• **Work to do**: Count how many lines of the listing below contain the string "entrance". Reply with the number only.

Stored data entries
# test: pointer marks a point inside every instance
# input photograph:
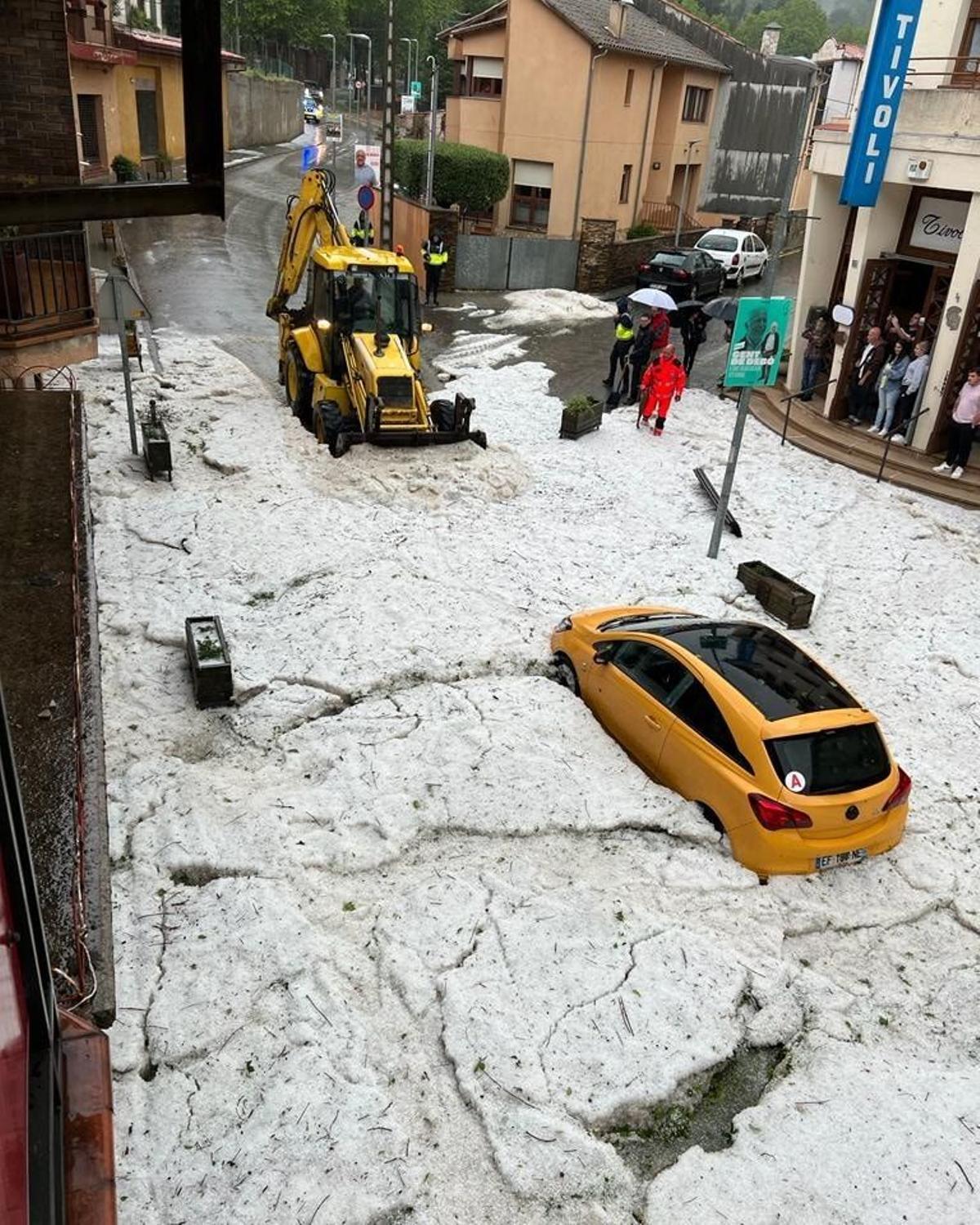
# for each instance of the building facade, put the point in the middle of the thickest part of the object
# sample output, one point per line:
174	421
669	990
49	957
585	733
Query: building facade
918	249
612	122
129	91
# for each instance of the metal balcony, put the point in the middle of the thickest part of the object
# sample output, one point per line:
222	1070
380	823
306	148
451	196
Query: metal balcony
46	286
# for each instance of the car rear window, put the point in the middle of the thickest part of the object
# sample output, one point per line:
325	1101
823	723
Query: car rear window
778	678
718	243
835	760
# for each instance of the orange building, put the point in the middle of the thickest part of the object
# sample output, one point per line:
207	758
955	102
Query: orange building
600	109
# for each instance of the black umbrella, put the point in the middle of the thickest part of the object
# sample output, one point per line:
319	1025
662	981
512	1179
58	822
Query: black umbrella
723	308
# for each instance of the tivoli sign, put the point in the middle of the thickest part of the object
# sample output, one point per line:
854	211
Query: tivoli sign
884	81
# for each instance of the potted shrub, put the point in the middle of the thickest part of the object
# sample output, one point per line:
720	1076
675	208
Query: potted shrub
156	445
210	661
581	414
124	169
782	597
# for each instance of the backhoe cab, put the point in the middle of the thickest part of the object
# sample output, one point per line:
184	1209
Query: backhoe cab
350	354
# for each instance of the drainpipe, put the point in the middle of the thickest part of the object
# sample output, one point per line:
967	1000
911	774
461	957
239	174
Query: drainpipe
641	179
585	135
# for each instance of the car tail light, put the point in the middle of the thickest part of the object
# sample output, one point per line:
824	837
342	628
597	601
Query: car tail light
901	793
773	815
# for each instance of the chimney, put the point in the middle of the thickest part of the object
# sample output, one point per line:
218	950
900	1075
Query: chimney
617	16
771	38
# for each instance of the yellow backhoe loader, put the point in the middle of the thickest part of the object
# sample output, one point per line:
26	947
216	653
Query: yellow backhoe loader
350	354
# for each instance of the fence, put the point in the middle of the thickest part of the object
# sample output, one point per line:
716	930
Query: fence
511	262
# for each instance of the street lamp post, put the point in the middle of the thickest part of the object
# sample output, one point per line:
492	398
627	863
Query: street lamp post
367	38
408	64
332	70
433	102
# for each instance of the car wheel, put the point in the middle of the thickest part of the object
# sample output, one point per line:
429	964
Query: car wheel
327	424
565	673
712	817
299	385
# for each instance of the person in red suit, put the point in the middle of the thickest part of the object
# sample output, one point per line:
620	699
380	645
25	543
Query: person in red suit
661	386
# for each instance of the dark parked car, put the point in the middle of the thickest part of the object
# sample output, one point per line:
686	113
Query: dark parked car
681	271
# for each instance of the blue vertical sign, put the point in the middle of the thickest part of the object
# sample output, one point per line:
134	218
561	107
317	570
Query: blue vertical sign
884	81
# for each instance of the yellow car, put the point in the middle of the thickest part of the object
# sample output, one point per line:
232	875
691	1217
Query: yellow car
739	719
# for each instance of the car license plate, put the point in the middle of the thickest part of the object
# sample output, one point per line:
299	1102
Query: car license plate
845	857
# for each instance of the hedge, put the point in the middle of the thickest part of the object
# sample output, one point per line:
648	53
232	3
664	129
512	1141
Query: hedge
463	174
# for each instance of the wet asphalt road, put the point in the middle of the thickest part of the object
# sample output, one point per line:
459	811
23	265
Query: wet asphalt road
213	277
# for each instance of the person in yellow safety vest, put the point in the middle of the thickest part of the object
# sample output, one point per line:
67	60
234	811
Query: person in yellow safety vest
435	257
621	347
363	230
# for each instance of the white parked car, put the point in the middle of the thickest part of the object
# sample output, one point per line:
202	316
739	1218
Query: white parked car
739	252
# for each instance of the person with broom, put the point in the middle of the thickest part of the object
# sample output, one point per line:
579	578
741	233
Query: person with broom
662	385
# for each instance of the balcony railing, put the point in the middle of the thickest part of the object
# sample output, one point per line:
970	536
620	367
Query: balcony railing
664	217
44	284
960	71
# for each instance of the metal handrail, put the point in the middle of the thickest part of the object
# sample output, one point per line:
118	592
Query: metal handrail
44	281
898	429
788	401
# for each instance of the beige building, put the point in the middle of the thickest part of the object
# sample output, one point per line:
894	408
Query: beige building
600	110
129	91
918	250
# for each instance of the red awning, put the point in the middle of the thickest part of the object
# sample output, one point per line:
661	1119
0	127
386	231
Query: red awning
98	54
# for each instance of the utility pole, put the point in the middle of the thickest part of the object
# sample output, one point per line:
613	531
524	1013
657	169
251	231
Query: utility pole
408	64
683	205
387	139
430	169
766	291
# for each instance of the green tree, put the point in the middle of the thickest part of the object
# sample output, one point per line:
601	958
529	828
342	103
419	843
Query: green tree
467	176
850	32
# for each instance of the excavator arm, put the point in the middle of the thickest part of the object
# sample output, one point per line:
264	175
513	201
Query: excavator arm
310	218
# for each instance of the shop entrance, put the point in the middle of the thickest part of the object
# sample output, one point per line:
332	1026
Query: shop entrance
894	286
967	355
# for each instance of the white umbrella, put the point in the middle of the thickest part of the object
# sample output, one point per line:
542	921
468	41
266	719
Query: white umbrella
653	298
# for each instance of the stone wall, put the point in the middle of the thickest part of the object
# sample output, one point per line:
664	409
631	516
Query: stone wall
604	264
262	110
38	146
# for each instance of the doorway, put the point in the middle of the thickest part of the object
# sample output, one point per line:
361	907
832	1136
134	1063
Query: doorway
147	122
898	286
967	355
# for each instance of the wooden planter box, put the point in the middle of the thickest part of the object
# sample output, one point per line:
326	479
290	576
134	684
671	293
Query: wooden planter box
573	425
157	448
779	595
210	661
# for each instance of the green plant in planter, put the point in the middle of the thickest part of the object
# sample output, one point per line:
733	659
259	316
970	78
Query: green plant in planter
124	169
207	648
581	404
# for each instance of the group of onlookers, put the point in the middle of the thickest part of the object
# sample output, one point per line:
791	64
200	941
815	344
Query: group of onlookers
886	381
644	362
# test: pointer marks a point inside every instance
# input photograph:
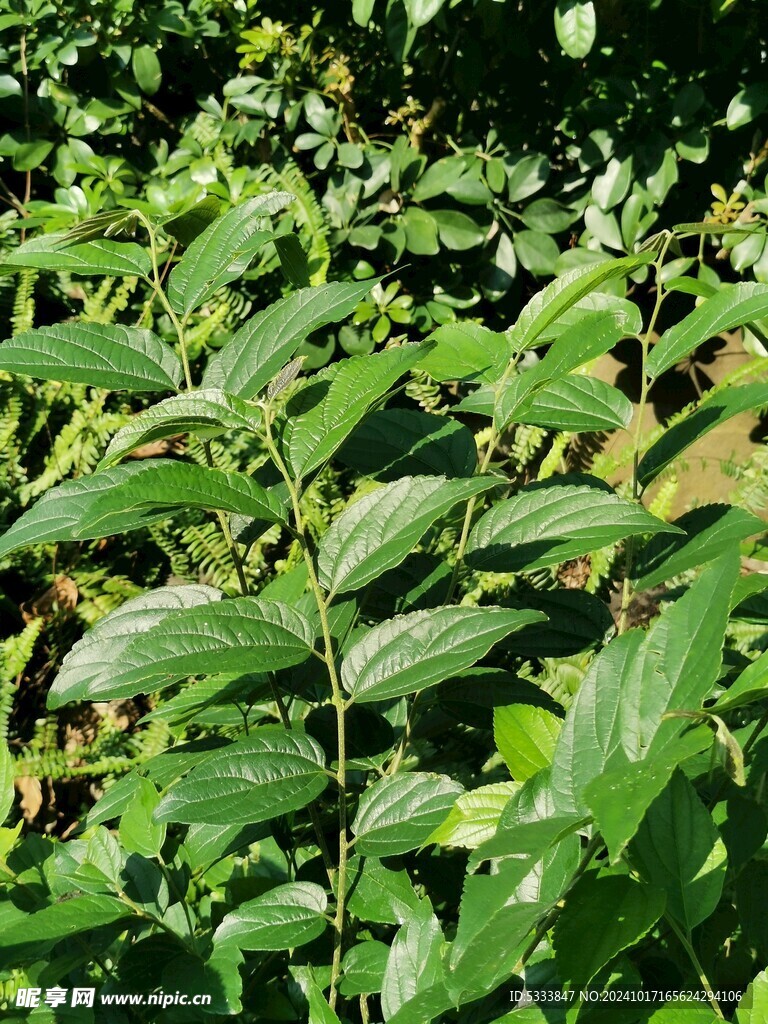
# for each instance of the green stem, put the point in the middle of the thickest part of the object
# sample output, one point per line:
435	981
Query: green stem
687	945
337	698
==
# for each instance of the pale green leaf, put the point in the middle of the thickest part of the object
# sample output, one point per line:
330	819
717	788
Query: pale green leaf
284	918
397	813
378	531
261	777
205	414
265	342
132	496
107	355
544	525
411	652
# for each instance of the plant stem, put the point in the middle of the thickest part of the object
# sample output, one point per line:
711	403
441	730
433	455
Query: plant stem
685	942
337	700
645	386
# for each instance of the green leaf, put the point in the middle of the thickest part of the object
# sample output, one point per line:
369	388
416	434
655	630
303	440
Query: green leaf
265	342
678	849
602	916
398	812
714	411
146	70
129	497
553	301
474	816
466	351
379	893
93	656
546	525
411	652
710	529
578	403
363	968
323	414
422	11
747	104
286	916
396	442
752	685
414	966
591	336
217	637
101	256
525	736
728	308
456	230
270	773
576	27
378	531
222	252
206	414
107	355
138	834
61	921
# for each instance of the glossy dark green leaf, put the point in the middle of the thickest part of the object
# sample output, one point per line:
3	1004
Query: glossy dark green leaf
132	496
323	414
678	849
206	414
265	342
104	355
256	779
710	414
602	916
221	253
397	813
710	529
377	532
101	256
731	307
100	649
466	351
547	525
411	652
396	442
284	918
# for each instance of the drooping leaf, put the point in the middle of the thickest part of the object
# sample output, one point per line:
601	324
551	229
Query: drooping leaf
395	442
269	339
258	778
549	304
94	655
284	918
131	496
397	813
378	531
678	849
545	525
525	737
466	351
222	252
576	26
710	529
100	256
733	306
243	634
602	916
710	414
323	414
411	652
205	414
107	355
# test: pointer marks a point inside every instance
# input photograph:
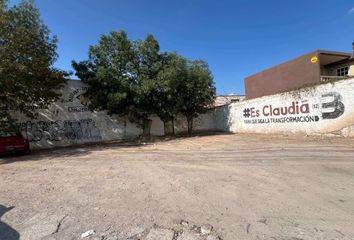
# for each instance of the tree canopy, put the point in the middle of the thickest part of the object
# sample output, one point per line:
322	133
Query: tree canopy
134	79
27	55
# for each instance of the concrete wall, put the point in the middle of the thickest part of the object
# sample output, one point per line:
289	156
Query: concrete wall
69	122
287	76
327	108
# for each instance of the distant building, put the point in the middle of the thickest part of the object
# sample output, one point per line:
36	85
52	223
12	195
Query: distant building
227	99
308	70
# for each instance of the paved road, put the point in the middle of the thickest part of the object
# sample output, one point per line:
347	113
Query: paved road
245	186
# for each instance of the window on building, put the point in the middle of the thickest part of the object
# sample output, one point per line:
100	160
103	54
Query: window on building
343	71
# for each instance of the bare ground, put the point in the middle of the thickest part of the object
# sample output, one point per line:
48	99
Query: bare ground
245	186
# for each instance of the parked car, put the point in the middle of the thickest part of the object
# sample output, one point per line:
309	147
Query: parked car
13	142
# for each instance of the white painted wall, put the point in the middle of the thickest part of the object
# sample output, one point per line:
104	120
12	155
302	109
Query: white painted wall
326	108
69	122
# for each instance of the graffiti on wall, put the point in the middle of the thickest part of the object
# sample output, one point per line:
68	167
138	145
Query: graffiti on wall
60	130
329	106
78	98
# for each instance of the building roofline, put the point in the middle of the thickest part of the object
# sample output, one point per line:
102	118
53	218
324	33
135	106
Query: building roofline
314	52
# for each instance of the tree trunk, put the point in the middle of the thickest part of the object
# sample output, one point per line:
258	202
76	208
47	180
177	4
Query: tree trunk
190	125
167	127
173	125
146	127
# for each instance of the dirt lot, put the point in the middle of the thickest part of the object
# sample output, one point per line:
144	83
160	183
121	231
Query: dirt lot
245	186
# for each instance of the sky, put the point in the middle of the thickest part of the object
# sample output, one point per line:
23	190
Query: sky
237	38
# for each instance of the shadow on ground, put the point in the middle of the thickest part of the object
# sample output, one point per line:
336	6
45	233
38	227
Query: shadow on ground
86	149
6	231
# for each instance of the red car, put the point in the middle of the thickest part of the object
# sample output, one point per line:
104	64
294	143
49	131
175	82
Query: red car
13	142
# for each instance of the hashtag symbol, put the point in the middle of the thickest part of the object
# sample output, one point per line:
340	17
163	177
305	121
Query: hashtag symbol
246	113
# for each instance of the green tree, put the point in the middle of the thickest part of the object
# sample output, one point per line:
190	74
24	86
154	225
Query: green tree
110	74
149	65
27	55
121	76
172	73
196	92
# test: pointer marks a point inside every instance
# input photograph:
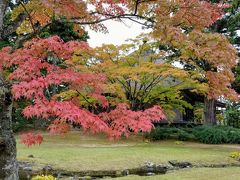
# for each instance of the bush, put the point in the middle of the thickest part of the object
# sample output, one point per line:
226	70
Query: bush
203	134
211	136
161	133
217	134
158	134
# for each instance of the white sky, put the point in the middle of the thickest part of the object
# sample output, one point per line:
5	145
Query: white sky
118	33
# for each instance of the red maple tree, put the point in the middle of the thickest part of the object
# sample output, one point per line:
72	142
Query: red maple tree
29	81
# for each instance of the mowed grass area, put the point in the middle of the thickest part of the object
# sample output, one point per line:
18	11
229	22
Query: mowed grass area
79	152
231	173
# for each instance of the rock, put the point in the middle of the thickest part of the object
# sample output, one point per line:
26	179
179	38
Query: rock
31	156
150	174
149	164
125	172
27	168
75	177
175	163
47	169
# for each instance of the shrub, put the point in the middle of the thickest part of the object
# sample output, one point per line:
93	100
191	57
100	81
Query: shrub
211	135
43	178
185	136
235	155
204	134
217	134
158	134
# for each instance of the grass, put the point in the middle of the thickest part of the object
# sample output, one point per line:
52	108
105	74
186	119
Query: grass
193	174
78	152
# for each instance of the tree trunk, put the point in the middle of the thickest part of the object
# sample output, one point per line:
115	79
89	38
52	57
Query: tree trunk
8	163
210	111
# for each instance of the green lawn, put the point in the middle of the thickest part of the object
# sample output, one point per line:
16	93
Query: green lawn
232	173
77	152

• **Result of this task**: 2